# Given text
Also read directly handles the file descriptor number, where fread needs the file to be opened as a FILE pointer.
The answer depends on what you mean by "one character at a time".
If you want to ensure that only one character is consumed from the underlying file descriptor (which may refer to a non-seekable object like a pipe, socket, or terminal device) then the only solution is to use read with a length of 1. If you use strace (or similar) to monitor a shell script using the shell command read, you'll see that it repeatedly calls read with a length of 1. Otherwise it would risk reading too many bytes (past the newline it's looking for) and having subsequent processes fail to see the data on the "next line".
On the other hand, if the only program that should be performing further reads is your program itself, fread or getc will work just fine. Note that getc should be a lot faster than fread if you're just reading a single byte.
What I need to do is use the read function from unistd.h to read a file
line by line. I have this at the moment:
n = read(fd, str, size);
However, this reads to the end of the file, or up to size number of bytes.
Is there a way that I can make it read one line at a time, stopping at a newline?
The lines are all of variable length.
I am allowed only these two header files:
#include <unistd.h>
#include <fcntl.h>
The point of the exercise is to read in a file line by line, and
output each line as it's read in. Basically, to mimic the fgets()
and fputs() functions.
You can read character by character into a buffer and check for the linebreak symbols (\r\n for Windows and \n for Unix systems).
You'll want to create a buffer twice the length of your longest line you'll support, and you'll need to keep track of your buffer state.
Basically, each time you're called for a new line you'll scan from your current buffer position looking for an end-of-line marker. If you find one, good, that's your line. Update your buffer pointers and return.
If you hit your maxlength then you return a truncated line and change your state to discard. Next time you're called you need to discard up to the next end of line, and then enter your normal read state.
If you hit the end of what you've read in, then you need to read in another maxline chars, wrapping to the start of the buffer if you hit the bottom (ie, you may need to make two read calls) and then continue scanning.
All of the above assumes you can set a max line length. If you can't then you have to work with dynamic memory and worry about what happens if a buffer malloc fails. Also, you'll need to always check the results of the read in case you've hit the end of the file while reading into your buffer.
Unfortunately the read function isn't really suitable for this sort of input. Assuming this is some sort of artificial requirement from interview/homework/exercise, you can attempt to simulate line-based input by reading the file in chunks and splitting it on the newline character yourself, maintaining state in some way between calls. You can get away with a static position indicator if you carefully document the function's use.

# Task set
a) From the thread about line-by-line reading with read(), list every example of a non-seekable object that a file descriptor may refer to.
b) In the thread about line-by-line reading with read(), how large should the buffer be if a maximum line length can be set?
c) Please extend the thread about line-by-line reading with read(), picking up after its final sentence.

# Dataset content
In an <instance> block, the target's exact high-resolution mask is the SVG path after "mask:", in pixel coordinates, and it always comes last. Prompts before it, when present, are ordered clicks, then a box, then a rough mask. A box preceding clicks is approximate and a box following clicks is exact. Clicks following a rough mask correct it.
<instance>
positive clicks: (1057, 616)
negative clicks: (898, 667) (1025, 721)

---

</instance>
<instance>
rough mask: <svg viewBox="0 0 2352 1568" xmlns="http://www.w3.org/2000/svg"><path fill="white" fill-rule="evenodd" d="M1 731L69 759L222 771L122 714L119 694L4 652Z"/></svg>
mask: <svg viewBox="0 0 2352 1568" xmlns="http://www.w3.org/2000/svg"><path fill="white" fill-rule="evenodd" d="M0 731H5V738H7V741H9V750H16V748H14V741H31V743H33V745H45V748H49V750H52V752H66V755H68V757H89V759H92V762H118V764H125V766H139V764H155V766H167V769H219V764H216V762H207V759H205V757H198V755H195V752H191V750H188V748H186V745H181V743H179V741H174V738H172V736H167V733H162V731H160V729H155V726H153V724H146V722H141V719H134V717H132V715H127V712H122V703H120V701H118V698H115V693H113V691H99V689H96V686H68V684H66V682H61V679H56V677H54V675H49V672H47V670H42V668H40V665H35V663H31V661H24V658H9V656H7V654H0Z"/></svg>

--

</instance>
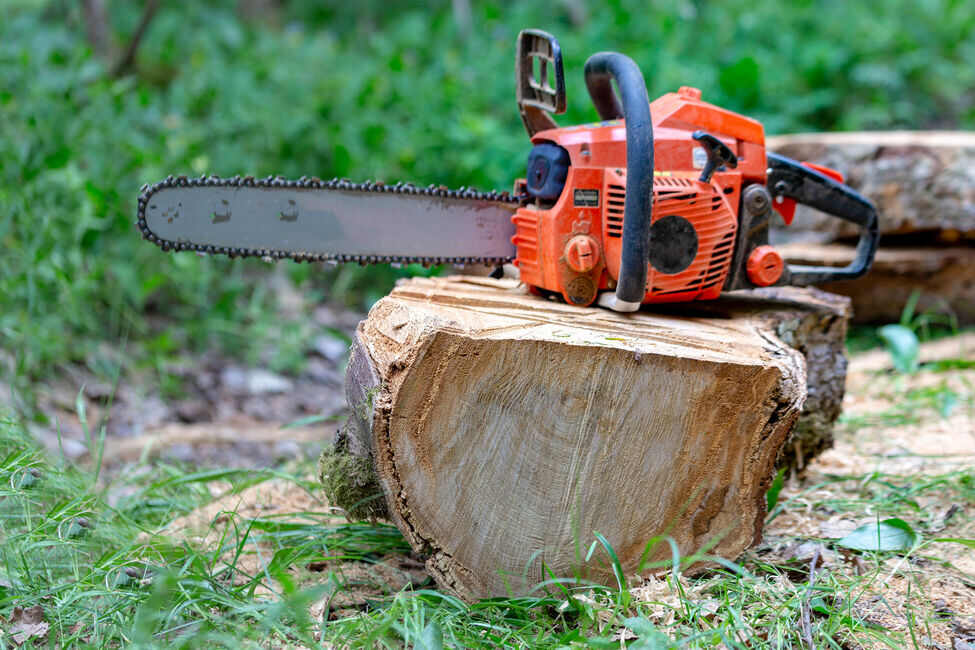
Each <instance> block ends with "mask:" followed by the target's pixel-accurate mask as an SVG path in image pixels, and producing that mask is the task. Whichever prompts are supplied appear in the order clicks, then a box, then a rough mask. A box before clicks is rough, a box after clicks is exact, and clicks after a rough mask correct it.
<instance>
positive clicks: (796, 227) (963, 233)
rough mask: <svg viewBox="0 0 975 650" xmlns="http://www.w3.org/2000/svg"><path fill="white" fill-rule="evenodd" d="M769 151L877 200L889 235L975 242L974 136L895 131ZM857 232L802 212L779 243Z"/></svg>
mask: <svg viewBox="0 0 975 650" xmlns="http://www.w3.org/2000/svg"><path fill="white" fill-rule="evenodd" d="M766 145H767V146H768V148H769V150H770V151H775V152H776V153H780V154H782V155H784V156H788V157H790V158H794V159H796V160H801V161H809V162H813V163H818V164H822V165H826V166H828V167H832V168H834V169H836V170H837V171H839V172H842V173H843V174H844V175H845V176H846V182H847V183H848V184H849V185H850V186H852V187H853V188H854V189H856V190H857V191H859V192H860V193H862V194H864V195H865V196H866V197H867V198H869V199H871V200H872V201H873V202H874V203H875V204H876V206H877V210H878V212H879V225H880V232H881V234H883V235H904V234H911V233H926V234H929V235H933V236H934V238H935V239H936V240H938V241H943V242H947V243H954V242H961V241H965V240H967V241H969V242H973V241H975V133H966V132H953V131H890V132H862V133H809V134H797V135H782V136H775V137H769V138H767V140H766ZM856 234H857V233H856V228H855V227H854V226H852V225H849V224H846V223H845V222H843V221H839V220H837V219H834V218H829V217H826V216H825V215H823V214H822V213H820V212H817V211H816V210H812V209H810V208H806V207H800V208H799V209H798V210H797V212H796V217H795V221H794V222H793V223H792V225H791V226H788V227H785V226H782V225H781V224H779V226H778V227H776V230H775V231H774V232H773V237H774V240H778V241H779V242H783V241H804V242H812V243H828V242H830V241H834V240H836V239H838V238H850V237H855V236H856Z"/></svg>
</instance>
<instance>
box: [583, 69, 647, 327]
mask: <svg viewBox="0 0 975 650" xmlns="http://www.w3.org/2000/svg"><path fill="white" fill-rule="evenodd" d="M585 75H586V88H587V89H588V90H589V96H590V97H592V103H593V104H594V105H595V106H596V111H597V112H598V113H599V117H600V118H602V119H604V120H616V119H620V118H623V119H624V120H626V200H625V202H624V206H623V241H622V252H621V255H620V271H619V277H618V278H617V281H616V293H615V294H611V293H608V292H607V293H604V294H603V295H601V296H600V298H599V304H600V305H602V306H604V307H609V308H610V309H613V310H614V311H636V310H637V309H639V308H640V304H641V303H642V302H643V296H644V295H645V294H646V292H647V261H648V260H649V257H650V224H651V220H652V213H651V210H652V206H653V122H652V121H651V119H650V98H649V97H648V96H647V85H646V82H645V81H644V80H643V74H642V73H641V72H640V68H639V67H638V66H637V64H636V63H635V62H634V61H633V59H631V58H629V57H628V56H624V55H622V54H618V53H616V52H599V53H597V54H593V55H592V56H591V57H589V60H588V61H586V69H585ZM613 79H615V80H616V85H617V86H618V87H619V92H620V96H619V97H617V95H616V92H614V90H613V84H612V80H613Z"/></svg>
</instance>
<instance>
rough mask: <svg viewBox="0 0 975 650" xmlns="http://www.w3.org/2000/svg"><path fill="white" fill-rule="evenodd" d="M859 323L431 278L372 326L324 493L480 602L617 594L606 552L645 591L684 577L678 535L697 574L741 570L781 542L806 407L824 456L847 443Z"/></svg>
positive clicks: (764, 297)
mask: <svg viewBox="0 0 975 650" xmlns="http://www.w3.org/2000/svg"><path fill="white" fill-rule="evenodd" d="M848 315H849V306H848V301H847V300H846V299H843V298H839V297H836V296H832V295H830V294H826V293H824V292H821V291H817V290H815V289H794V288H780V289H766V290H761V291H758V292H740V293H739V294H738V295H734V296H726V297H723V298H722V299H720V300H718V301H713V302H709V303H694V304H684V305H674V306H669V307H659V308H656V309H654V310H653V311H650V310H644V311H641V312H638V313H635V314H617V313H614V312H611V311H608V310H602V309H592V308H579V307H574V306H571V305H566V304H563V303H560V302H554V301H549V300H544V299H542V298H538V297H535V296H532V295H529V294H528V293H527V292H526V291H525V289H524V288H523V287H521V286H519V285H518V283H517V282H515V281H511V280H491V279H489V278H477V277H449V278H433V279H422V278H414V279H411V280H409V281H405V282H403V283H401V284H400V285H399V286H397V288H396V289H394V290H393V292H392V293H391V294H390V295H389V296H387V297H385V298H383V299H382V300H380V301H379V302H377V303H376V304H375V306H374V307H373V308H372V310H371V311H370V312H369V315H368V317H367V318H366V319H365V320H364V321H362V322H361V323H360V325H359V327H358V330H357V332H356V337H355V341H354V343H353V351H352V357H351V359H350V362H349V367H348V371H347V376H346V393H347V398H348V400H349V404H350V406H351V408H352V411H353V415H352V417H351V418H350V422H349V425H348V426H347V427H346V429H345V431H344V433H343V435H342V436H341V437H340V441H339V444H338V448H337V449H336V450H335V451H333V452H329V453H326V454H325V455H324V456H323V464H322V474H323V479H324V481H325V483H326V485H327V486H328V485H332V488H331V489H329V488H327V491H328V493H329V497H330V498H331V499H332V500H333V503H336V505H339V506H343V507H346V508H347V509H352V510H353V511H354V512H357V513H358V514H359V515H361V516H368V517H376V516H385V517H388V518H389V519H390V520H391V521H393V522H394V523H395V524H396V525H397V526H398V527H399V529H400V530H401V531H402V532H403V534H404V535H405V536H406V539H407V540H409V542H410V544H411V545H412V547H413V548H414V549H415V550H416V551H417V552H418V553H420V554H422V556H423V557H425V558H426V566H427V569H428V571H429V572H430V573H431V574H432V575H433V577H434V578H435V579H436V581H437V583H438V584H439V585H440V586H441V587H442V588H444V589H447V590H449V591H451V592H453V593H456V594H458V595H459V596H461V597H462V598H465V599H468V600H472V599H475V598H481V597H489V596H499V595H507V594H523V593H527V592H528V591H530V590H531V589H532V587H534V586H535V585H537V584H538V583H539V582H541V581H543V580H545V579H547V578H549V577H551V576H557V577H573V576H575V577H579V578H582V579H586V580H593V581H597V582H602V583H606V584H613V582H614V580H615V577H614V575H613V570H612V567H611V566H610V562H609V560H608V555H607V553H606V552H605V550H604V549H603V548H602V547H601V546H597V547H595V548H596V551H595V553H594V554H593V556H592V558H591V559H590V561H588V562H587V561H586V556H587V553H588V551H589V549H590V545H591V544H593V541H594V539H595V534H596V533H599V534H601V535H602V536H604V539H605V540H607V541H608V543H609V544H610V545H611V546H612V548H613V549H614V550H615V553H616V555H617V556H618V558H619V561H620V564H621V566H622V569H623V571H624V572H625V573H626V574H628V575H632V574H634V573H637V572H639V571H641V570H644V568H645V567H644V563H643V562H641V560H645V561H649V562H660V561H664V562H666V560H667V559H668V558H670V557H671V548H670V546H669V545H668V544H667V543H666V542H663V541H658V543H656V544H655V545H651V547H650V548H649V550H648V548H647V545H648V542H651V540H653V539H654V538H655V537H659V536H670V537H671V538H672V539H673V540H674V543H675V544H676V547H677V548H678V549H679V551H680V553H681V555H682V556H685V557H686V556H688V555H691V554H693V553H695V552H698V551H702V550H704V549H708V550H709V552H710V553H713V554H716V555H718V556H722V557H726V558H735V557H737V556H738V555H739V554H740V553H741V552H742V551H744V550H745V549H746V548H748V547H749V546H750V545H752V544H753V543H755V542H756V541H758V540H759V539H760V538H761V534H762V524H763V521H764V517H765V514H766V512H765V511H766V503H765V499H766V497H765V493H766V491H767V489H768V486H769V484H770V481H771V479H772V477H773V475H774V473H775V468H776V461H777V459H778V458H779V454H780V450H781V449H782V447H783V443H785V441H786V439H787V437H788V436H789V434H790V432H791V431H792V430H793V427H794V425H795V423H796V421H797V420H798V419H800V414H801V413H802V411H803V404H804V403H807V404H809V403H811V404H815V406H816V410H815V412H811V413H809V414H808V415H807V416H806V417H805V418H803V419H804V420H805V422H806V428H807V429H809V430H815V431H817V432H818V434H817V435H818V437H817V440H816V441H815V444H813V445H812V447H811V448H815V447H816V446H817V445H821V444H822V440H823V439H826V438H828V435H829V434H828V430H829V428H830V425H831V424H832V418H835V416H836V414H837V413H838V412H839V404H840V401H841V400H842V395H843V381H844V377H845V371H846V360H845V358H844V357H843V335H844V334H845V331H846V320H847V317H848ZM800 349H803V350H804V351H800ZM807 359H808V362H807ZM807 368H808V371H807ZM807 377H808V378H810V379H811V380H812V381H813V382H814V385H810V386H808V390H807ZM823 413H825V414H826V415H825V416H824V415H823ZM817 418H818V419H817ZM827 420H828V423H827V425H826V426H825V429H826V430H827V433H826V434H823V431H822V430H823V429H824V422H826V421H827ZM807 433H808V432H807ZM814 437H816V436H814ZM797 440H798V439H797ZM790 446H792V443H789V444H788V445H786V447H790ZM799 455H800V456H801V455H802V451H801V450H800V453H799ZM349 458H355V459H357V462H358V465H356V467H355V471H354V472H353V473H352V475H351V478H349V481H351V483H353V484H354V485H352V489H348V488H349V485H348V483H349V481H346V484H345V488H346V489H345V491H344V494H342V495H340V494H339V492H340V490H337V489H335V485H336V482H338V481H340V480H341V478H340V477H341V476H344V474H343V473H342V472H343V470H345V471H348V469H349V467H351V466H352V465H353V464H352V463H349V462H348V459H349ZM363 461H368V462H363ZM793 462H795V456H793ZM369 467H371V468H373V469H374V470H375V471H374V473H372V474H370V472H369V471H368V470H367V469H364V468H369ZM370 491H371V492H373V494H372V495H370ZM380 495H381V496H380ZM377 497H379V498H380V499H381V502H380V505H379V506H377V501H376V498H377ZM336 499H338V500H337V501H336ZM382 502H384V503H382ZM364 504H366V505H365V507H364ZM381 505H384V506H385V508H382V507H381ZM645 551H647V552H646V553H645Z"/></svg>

# Task-by-task results
a) pipe, socket, terminal device

b) Twice the length of the longest line you'll support.

c)
This is a good question, but allowing only the read function doesn't help! :P
Loop read calls to get a fixed number of bytes, and search the '\n' character, then return a part of the string (untill '\n'), and stores the rest (except '\n') to prepend to the next character file chunk.
Use dynamic memory.
Greater the size of the buffer, less read calls used (which is a system call, so no cheap but nowadays there are preemptive kernels).
...
Or simply fix a maximum line length, and use fgets, if you need to be quick...
If you need to read exactly 1 line (and not overstep) using read(), the only generally-applicable way to do that is by reading 1 byte at a time and looping until you get a newline byte. However, if your file descriptor refers to a terminal and it's in the default (canonical) mode, read will wait for a newline and return less than the requested size as soon as a line is available. It may however return more than one line, if data arrives very quickly, or less than 1 line if your program's buffer or the internal terminal buffer is shorter than the line length.
Unless you really need to avoid overstep (which is sometimes important, if you want another process/program to inherit the file descriptor and be able to pick up reading where you left off), I would suggest using stdio functions or your own buffering system. Using read for line-based or byte-by-byte IO is very painful and hard to get right.
Well, it will read line-by-line from a terminal.
Some choices you have are:
Write a function that uses read when it runs out of data but only returns one line at a time to the caller
Use the function in the library that does exactly that: fgets().
Read only one byte at a time, so you don't go too far.
If you open the file in text mode then Windows "\r\n" will be silently translated to "\n" as the file is read.
If you are on Unix you can use the non-standard1 gcc 'getline()' function.
1 The getline() function is standard in POSIX 2008.
Convert file descriptor to FILE pointer.
FILE* fp = fdopen(fd, "r");
Then you can use getline().